Output all lines exactly, with nothing added or dropped.

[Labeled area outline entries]
******

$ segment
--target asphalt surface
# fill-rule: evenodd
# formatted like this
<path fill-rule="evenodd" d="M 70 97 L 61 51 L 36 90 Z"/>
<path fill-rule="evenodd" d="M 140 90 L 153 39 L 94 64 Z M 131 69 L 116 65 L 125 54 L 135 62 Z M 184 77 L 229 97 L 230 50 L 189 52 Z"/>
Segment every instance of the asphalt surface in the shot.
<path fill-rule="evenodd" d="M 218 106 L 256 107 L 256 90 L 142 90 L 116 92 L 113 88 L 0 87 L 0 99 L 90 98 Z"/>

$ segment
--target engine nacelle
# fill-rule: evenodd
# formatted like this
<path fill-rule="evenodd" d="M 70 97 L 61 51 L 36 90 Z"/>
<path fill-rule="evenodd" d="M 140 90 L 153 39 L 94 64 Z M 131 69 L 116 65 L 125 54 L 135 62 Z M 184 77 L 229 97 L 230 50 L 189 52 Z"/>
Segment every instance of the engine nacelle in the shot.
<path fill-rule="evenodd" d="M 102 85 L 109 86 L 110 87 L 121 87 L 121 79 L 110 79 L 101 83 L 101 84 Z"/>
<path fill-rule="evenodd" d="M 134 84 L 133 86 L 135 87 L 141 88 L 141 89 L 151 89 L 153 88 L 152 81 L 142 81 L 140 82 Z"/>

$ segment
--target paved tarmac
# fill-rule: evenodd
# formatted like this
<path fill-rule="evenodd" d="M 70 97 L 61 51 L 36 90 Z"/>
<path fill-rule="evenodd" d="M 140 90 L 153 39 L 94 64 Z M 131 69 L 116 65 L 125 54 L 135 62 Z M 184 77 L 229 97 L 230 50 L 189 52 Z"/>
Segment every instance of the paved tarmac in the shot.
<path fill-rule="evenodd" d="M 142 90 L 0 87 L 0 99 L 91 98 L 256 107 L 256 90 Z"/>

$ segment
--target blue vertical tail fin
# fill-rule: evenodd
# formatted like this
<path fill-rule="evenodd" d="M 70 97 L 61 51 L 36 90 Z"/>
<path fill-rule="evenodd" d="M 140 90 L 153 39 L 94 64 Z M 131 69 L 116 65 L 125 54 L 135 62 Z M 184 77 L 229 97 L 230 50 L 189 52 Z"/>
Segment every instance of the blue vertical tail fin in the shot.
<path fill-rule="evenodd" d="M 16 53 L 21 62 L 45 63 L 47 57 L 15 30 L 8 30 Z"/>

******

— Exercise result —
$ segment
--target asphalt surface
# fill-rule: evenodd
# formatted like this
<path fill-rule="evenodd" d="M 70 97 L 61 51 L 36 90 Z"/>
<path fill-rule="evenodd" d="M 140 90 L 153 39 L 94 64 Z M 131 69 L 116 65 L 125 54 L 135 62 Z M 184 77 L 229 97 L 230 50 L 189 52 Z"/>
Segment every instance of the asphalt surface in the shot.
<path fill-rule="evenodd" d="M 218 106 L 256 107 L 256 90 L 142 90 L 116 92 L 113 88 L 0 87 L 0 99 L 90 98 Z"/>

$ segment
--target engine nacelle
# fill-rule: evenodd
# formatted like this
<path fill-rule="evenodd" d="M 70 97 L 61 51 L 36 90 Z"/>
<path fill-rule="evenodd" d="M 140 90 L 153 39 L 94 64 Z M 131 69 L 116 65 L 125 54 L 135 62 Z M 184 77 L 229 97 L 230 50 L 189 52 Z"/>
Segment every instance of the engine nacelle in the shot.
<path fill-rule="evenodd" d="M 102 85 L 109 86 L 110 87 L 121 87 L 121 79 L 110 79 L 101 83 L 101 84 Z"/>
<path fill-rule="evenodd" d="M 134 84 L 133 86 L 135 87 L 141 88 L 141 89 L 151 89 L 153 88 L 152 81 L 142 81 L 140 82 Z"/>

$ segment
--target paved tarmac
# fill-rule: evenodd
# formatted like this
<path fill-rule="evenodd" d="M 70 97 L 61 51 L 36 90 Z"/>
<path fill-rule="evenodd" d="M 140 90 L 153 39 L 94 64 Z M 131 69 L 116 65 L 125 54 L 135 62 Z M 184 77 L 229 97 L 230 50 L 189 52 Z"/>
Segment every instance of the paved tarmac in the shot.
<path fill-rule="evenodd" d="M 142 90 L 0 87 L 0 99 L 91 98 L 256 107 L 256 90 Z"/>

$ segment
--target blue vertical tail fin
# fill-rule: evenodd
# formatted like this
<path fill-rule="evenodd" d="M 70 97 L 61 51 L 36 90 Z"/>
<path fill-rule="evenodd" d="M 140 90 L 153 39 L 94 64 Z M 131 69 L 116 65 L 125 54 L 135 62 Z M 184 77 L 229 97 L 230 50 L 189 52 Z"/>
Segment every instance of the blue vertical tail fin in the shot.
<path fill-rule="evenodd" d="M 16 53 L 21 62 L 45 63 L 47 57 L 15 30 L 8 30 Z"/>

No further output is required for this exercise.